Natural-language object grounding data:

********

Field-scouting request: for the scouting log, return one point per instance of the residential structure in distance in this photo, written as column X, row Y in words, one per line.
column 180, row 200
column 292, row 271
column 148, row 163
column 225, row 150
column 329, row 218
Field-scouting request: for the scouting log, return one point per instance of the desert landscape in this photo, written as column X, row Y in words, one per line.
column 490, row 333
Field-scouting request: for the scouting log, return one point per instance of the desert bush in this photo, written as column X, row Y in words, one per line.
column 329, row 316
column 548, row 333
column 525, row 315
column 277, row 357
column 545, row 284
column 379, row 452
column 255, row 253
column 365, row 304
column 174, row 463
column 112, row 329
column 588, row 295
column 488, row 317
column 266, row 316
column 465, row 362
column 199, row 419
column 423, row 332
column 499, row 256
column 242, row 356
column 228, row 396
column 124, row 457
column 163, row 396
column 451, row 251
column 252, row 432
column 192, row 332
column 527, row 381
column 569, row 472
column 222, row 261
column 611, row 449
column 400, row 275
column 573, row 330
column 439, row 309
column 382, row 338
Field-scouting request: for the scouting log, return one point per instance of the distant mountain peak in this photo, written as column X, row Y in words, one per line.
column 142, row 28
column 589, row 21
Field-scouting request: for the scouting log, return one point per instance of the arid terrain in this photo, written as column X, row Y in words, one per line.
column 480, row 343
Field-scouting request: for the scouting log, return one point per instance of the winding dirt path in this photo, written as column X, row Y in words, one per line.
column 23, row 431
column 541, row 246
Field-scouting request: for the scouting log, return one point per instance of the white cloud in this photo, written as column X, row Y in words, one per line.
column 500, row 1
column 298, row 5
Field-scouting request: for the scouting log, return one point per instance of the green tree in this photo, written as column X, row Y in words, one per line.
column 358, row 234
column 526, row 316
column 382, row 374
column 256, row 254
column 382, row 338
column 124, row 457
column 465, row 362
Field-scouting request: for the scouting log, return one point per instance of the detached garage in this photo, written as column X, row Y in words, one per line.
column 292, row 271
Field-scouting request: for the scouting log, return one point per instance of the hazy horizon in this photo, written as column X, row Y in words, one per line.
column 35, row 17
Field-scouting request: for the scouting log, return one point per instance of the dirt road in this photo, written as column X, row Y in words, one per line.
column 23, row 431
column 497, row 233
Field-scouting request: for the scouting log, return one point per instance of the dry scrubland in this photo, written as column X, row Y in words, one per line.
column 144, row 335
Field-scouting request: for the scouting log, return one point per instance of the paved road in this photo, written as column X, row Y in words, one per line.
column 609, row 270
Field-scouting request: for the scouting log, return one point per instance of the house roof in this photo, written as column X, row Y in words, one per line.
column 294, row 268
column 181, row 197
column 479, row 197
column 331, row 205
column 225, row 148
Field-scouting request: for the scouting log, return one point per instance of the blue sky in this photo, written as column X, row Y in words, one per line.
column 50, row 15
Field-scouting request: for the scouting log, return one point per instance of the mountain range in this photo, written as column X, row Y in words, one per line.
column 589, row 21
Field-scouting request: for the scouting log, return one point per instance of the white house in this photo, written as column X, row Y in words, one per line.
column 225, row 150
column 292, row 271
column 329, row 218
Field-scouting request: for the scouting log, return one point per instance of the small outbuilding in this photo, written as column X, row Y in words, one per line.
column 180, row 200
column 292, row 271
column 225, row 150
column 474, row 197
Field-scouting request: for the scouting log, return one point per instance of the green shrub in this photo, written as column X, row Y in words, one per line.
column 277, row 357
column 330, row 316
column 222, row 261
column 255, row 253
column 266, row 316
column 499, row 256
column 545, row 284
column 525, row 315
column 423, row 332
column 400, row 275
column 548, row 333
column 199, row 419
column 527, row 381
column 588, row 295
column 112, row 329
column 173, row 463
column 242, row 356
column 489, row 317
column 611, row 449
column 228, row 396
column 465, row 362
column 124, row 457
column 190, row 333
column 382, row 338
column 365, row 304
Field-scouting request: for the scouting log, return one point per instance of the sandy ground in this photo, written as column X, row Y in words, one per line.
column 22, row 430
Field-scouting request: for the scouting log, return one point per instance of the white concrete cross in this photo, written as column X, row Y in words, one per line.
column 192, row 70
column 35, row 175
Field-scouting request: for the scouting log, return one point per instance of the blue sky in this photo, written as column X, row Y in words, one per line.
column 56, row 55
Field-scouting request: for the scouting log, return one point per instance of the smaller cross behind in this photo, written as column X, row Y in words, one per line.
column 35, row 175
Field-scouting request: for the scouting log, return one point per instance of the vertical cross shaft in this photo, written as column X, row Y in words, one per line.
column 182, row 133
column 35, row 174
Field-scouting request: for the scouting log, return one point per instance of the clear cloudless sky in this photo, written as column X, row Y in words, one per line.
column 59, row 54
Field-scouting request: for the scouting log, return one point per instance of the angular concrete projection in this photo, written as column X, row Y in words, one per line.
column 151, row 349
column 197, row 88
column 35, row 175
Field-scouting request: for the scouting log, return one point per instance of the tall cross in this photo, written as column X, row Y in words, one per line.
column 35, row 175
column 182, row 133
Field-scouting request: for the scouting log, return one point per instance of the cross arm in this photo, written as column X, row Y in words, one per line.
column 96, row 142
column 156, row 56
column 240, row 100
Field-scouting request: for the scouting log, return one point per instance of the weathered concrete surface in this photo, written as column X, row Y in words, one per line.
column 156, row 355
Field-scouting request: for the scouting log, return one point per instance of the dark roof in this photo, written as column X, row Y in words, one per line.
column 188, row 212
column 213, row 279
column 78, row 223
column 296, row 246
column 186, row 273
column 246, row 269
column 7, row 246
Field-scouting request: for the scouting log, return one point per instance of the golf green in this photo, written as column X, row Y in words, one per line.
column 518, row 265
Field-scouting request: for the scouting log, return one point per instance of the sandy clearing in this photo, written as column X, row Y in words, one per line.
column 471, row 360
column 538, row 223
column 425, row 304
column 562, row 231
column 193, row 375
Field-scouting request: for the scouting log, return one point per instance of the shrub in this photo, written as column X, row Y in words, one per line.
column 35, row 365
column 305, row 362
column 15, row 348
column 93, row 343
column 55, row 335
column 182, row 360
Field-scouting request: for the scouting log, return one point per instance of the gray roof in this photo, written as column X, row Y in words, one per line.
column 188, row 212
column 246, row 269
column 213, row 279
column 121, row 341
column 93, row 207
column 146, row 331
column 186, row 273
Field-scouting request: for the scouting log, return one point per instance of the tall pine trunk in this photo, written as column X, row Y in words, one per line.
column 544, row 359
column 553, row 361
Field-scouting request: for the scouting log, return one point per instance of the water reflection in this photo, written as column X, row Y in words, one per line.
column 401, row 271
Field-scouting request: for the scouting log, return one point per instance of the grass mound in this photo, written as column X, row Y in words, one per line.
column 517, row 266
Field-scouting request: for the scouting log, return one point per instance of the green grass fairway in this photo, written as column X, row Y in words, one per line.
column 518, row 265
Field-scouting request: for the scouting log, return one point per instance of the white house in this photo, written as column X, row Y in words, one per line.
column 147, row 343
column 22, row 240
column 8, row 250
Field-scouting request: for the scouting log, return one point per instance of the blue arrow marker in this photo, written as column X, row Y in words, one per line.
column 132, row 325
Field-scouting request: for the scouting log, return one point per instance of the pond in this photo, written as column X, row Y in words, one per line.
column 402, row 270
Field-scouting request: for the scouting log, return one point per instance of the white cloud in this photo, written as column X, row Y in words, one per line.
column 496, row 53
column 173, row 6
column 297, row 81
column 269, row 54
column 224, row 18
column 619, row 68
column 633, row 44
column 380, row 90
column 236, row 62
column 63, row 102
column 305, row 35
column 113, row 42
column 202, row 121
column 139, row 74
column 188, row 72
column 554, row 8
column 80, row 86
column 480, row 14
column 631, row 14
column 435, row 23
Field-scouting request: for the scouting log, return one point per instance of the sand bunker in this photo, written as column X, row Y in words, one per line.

********

## Task objective
Each line of the records should be transcribed without change.

## Completed exercise
Field-scouting request: for the scouting log, return one point per instance of the residential structure in distance in this photo, written as column X, row Y in words, one per line.
column 180, row 200
column 292, row 271
column 148, row 163
column 225, row 150
column 329, row 218
Field-scouting request: for the scouting log, return one point per instance of the desert landscape in this photo, written as column X, row Y in words, one per line.
column 490, row 333
Field-scouting request: for the scouting log, return one point per instance of the desert bush in this photo, written as column X, row Y in words, one per line.
column 329, row 316
column 548, row 333
column 525, row 315
column 277, row 357
column 545, row 284
column 379, row 452
column 255, row 253
column 365, row 304
column 174, row 463
column 112, row 329
column 588, row 295
column 488, row 317
column 266, row 316
column 465, row 362
column 199, row 419
column 423, row 332
column 499, row 256
column 242, row 356
column 228, row 396
column 124, row 457
column 163, row 396
column 451, row 251
column 252, row 432
column 192, row 332
column 527, row 381
column 569, row 472
column 222, row 261
column 611, row 449
column 400, row 275
column 573, row 330
column 439, row 309
column 382, row 338
Field-scouting request: for the scouting log, return one point per instance of the distant mountain peak in this photo, written as column X, row Y in words, one per line.
column 142, row 28
column 589, row 21
Field-scouting request: for the scouting log, return one point per instance of the arid terrain in this photo, written as column X, row Y in words, one per line.
column 480, row 343
Field-scouting request: for the scouting log, return one point per instance of the winding dirt path in this photo, written as column X, row Y in words, one per line.
column 23, row 431
column 541, row 246
Field-scouting request: for the scouting log, return one point per instance of the white cloud in this photo, written as column X, row Y in words, one per line.
column 500, row 1
column 298, row 5
Field-scouting request: for the scouting log, return one point per instance of the green tree in this photo, written as column X, row Y in words, one per line.
column 358, row 234
column 526, row 316
column 382, row 374
column 256, row 254
column 382, row 338
column 124, row 457
column 465, row 362
Field-scouting request: for the scouting log, return one point per instance of the detached garage in this photo, written as column X, row Y in words, one per line.
column 292, row 271
Field-scouting request: for the scouting log, return one point per instance of the hazy horizon in this photo, written as column X, row Y in words, one per line.
column 35, row 17
Field-scouting request: for the scouting log, return one point per instance of the dirt road in this photo, written as column X, row Y in words, one per line.
column 23, row 431
column 497, row 233
Field-scouting request: for the scouting log, return one point per instance of the dry scrubland in this photo, written as column X, row Y in words, one per line.
column 144, row 335
Field-scouting request: for the scouting log, return one point per instance of the paved road in this photo, written as column X, row Y in words, one per line.
column 609, row 270
Field-scouting request: for the scouting log, return one point per instance of the house roof in this photo, written as column X, row Y in words, one per line.
column 294, row 268
column 181, row 197
column 479, row 197
column 331, row 205
column 225, row 148
Field-scouting request: for the scouting log, return one point per instance of the blue sky in this photo, written as column X, row Y in words, one per line.
column 50, row 15
Field-scouting request: for the scouting log, return one point per instance of the mountain range in this photo, written as column X, row Y in words, one per line.
column 589, row 21
Field-scouting request: for the scouting log, return one point per instance of the white house in this photo, written as column X, row Y in words, one per line.
column 225, row 150
column 292, row 271
column 329, row 218
Field-scouting request: for the scouting log, return one point per instance of the small outbuilding in this photo, written as column X, row Y in words, one per line.
column 180, row 200
column 292, row 271
column 225, row 150
column 474, row 197
Field-scouting request: for the scouting log, return one point per instance of the green shrub in this photo, written as column X, row Y in words, one per line.
column 277, row 357
column 330, row 316
column 222, row 261
column 255, row 253
column 266, row 316
column 499, row 256
column 545, row 284
column 525, row 315
column 423, row 332
column 400, row 275
column 548, row 333
column 199, row 419
column 527, row 381
column 588, row 295
column 112, row 329
column 173, row 463
column 242, row 356
column 489, row 317
column 611, row 449
column 228, row 396
column 465, row 362
column 124, row 457
column 190, row 333
column 382, row 338
column 365, row 304
Field-scouting request: for the scouting log, return one point per instance of the sandy ground in this photo, written as column X, row Y in words, one per line.
column 22, row 430
Field-scouting request: for the scouting log, return one point per instance of the white concrete cross in this photo, written as column X, row Y in words, one per line.
column 192, row 70
column 35, row 175
Field-scouting request: for the scouting log, return one point per instance of the blue sky in this photo, written as column X, row Y in words, one per line.
column 56, row 55
Field-scouting request: for the scouting log, return one point per instance of the smaller cross behind in this photo, written as column X, row Y in words, one per line.
column 35, row 175
Field-scouting request: for the scouting log, return one point per instance of the vertical cross shaft in this photo, written as column X, row Y in words, one per line.
column 182, row 133
column 35, row 174
Field-scouting request: for the scouting log, return one point per instance of the clear cloudless sky in this photo, written as column X, row Y in words, one per line.
column 59, row 54
Field-scouting request: for the scouting log, return one point per instance of the angular concrete projection in this photo, written as column X, row Y in words, one per line.
column 151, row 349
column 197, row 88
column 35, row 175
Field-scouting request: for the scouting log, return one point per instance of the tall cross in this photo, written as column X, row Y in words, one per line.
column 35, row 175
column 182, row 133
Field-scouting request: for the scouting log, return one point per instance of the cross arm in this photo, written as column X, row Y in words, one per line.
column 96, row 142
column 156, row 56
column 240, row 100
Field-scouting request: for the scouting log, return one point per instance of the weathered concrete surface in this photo, written as column X, row Y in words, one per line.
column 156, row 355
Field-scouting request: for the scouting log, return one point per instance of the dark roof in this photo, written as column X, row Y in words, one per line.
column 188, row 212
column 213, row 279
column 78, row 223
column 296, row 246
column 186, row 273
column 246, row 269
column 7, row 246
Field-scouting request: for the scouting log, return one point per instance of the golf green in this photo, written as column X, row Y in words, one per line.
column 518, row 265
Field-scouting request: for the scouting log, return one point per instance of the sandy clearing in this photo, written as column X, row Y in words, one per line.
column 471, row 360
column 538, row 223
column 425, row 304
column 562, row 231
column 193, row 375
Field-scouting request: for the scouting log, return one point per instance of the shrub in this photo, written as column X, row Y in words, one per line.
column 35, row 365
column 305, row 362
column 15, row 348
column 93, row 343
column 55, row 335
column 182, row 360
Field-scouting request: for the scouting log, return one point per instance of the gray roof in this photo, written as column X, row Y in words, one per line.
column 188, row 212
column 246, row 269
column 213, row 279
column 121, row 341
column 93, row 207
column 146, row 331
column 186, row 273
Field-scouting request: for the scouting log, return one point per instance of the tall pine trunk in this photo, written as column X, row Y in words, one per line.
column 544, row 359
column 553, row 361
Field-scouting request: for the scouting log, return one point per instance of the water reflection in this photo, written as column X, row Y in words, one per line.
column 401, row 271
Field-scouting request: for the scouting log, return one point per instance of the grass mound in this photo, written as column X, row Y in words, one per line.
column 517, row 266
Field-scouting request: for the scouting log, return one point per instance of the green grass fairway in this photo, written as column X, row Y in words, one per line.
column 518, row 265
Field-scouting request: for the scouting log, return one point per instance of the white house in this photo, written as column X, row Y in words, one per line.
column 147, row 343
column 22, row 240
column 8, row 250
Field-scouting request: for the scouting log, return one point per instance of the blue arrow marker in this photo, written as column X, row Y in words, one per line.
column 132, row 325
Field-scouting request: for the scouting log, return one point per instance of the pond in this photo, written as column X, row Y in words, one per line.
column 402, row 270
Field-scouting request: for the scouting log, return one point per instance of the white cloud in this photo, written as column X, row Y in words, one per line.
column 496, row 53
column 173, row 6
column 297, row 81
column 269, row 54
column 224, row 18
column 619, row 68
column 633, row 44
column 380, row 90
column 236, row 62
column 63, row 102
column 305, row 35
column 113, row 42
column 202, row 121
column 139, row 74
column 188, row 72
column 554, row 8
column 80, row 86
column 480, row 14
column 631, row 14
column 435, row 23
Field-scouting request: for the scouting log, return one point per instance of the sand bunker in this photo, written as column X, row Y in words, one per line.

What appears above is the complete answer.